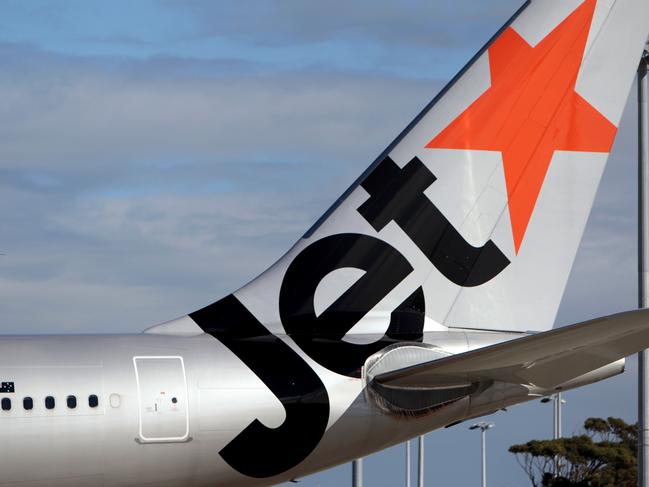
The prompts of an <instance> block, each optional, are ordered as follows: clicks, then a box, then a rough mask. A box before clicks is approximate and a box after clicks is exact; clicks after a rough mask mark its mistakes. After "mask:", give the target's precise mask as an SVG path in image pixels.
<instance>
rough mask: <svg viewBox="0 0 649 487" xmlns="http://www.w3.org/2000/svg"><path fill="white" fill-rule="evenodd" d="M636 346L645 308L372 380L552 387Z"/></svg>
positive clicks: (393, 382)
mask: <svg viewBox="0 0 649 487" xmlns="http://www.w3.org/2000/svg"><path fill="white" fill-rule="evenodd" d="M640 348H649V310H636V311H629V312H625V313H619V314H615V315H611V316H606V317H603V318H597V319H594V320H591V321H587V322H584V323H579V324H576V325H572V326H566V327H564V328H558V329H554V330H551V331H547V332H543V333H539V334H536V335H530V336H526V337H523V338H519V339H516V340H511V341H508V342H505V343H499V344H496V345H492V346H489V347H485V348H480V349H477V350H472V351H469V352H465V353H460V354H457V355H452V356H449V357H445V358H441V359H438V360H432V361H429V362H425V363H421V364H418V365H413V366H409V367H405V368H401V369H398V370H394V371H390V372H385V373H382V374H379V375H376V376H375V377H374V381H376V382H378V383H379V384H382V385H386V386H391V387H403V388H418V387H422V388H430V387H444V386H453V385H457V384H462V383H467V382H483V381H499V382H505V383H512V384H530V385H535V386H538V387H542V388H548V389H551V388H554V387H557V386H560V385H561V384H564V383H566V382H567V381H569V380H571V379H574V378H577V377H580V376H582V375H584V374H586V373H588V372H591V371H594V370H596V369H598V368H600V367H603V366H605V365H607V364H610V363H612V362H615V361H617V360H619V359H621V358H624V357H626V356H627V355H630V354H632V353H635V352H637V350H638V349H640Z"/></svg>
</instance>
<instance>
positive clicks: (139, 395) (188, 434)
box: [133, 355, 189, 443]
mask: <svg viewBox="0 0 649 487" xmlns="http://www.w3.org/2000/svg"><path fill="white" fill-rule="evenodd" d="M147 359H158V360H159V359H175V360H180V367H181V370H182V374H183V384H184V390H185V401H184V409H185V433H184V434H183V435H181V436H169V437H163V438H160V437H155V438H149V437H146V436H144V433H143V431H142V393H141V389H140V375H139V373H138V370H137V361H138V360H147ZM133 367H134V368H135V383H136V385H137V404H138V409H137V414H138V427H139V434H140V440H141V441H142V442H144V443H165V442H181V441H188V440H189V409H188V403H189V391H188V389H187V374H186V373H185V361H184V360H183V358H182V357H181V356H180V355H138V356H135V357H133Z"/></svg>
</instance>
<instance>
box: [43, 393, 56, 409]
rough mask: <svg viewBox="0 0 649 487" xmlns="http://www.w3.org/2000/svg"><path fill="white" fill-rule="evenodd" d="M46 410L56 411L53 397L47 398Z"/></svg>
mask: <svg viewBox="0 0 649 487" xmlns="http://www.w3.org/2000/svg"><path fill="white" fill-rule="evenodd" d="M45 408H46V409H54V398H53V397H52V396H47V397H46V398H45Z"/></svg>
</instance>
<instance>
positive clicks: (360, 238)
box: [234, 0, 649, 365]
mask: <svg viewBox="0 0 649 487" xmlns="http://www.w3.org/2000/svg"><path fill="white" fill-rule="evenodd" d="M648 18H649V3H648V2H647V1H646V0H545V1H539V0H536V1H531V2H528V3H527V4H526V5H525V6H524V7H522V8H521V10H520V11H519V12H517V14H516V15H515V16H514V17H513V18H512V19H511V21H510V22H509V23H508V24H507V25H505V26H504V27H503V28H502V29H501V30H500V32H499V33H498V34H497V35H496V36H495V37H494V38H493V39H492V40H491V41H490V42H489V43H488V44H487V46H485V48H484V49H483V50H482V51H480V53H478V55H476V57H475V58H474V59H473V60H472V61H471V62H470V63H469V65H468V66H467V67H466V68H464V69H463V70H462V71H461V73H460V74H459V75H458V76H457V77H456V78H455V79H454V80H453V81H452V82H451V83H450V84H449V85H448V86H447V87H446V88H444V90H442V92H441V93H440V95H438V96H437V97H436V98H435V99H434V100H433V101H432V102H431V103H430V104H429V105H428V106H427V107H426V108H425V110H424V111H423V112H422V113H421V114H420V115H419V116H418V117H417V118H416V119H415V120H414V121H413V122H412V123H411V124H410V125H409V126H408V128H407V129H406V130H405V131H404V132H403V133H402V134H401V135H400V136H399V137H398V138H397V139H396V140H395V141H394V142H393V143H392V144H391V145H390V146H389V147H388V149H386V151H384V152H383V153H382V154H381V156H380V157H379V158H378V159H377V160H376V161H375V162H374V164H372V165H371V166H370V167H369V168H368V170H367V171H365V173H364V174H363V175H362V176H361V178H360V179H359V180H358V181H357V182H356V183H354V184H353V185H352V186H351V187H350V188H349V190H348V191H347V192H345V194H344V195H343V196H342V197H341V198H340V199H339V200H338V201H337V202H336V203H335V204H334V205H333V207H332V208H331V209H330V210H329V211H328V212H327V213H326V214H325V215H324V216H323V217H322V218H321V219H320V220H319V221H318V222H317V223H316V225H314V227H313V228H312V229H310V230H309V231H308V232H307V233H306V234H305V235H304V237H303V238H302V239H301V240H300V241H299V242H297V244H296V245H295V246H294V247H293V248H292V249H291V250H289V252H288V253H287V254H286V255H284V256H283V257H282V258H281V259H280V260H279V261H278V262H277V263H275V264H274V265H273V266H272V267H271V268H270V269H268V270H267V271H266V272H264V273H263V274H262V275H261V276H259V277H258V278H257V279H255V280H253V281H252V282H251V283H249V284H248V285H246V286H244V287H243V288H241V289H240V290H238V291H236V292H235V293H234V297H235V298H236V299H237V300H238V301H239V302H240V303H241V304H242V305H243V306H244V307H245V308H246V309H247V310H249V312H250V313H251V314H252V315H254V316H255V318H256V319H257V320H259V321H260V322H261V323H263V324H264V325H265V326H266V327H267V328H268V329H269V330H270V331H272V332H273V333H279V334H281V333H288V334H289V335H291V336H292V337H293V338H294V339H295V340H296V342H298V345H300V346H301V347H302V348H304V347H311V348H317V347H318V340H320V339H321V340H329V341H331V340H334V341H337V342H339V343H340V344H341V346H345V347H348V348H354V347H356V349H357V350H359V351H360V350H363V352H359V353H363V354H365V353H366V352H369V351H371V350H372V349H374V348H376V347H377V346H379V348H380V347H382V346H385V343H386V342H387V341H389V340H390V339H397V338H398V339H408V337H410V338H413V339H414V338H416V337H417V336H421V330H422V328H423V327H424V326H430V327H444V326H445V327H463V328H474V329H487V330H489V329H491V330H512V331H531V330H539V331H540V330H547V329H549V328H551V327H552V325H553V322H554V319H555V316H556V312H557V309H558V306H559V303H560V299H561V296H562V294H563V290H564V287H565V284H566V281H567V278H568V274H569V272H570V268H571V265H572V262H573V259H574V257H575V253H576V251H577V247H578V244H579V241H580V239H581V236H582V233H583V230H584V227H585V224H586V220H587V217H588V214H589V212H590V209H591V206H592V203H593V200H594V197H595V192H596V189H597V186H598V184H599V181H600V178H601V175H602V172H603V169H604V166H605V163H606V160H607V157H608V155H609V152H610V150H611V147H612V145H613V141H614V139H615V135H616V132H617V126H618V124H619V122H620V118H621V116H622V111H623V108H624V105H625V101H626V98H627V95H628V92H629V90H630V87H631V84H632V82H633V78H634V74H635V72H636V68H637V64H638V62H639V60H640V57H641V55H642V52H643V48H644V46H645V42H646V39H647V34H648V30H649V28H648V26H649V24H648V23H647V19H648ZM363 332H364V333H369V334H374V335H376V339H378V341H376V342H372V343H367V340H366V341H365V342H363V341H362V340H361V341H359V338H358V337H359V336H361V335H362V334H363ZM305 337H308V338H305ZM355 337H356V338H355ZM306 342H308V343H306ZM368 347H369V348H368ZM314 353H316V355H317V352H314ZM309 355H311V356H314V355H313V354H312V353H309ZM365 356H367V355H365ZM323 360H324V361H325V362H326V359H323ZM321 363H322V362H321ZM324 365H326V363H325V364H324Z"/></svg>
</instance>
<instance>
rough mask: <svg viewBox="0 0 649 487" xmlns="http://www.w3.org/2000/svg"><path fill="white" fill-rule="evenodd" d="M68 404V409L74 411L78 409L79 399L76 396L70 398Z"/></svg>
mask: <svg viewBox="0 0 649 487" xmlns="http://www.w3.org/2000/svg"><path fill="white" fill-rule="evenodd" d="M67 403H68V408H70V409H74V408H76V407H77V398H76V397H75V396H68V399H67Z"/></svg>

* * *

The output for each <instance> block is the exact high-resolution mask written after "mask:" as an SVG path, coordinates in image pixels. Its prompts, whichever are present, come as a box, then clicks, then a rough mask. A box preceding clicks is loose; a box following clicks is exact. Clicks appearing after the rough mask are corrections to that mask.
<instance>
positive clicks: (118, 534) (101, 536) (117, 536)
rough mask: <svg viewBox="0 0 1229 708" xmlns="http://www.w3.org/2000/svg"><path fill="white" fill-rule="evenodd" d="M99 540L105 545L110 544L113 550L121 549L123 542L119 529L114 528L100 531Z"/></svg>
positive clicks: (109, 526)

* * *

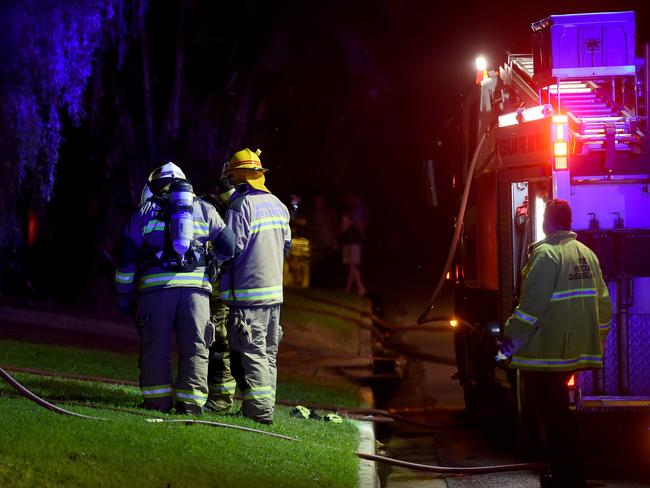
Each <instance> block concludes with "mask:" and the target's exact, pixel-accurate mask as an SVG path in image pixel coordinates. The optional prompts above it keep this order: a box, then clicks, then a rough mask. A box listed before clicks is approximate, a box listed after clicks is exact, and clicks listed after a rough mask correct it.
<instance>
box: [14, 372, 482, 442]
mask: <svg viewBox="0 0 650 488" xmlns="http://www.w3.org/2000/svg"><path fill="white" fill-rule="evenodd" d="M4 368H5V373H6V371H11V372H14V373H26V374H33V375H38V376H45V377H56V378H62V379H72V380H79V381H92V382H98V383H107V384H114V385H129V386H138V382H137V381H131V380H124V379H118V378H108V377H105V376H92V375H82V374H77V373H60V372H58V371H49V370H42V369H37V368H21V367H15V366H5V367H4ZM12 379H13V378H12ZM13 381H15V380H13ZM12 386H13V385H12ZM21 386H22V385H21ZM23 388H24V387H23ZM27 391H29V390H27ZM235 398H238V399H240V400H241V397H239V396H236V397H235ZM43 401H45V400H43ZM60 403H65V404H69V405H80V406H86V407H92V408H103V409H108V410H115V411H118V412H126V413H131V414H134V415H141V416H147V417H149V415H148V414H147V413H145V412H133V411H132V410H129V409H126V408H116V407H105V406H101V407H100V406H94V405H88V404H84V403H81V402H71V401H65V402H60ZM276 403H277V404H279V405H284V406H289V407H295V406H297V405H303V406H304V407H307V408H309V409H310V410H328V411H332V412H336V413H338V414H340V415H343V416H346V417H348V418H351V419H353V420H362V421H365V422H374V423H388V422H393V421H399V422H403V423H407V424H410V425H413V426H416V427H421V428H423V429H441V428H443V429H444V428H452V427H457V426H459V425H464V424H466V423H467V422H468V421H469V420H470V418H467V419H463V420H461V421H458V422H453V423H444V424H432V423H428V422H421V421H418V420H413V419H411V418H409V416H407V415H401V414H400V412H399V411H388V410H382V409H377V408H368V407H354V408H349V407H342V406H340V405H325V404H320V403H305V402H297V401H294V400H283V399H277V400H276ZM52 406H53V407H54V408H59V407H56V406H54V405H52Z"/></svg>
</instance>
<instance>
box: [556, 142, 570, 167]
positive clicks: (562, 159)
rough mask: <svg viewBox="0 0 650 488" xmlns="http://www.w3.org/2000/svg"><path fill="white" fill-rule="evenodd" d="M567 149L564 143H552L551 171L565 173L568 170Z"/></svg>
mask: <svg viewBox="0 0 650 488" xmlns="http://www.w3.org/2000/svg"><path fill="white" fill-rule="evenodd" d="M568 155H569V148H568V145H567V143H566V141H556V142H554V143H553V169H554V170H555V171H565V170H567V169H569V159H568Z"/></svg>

▶ Work task: Filter the records above down to the lines containing "target".

▶ Answer section:
The prompts of an <instance> block, each optional, are ordered as follows: clicks, then a box, then a rough mask. A box before clicks is approximate and a box after clicks is exact; clicks after a rough mask mark its mistakes. After "mask:", give the target's precise mask as an SVG path in image pixels.
Each <instance> block concludes with "mask:" and the target's exact, pixel-accurate mask as an SVG path in image pixel coordinates. The optional prompts above it keep this order: a box, then clicks, then a rough mask. A box listed before clicks is approximate, a box listed after clicks is exact, and clicks listed after a rough mask correct it.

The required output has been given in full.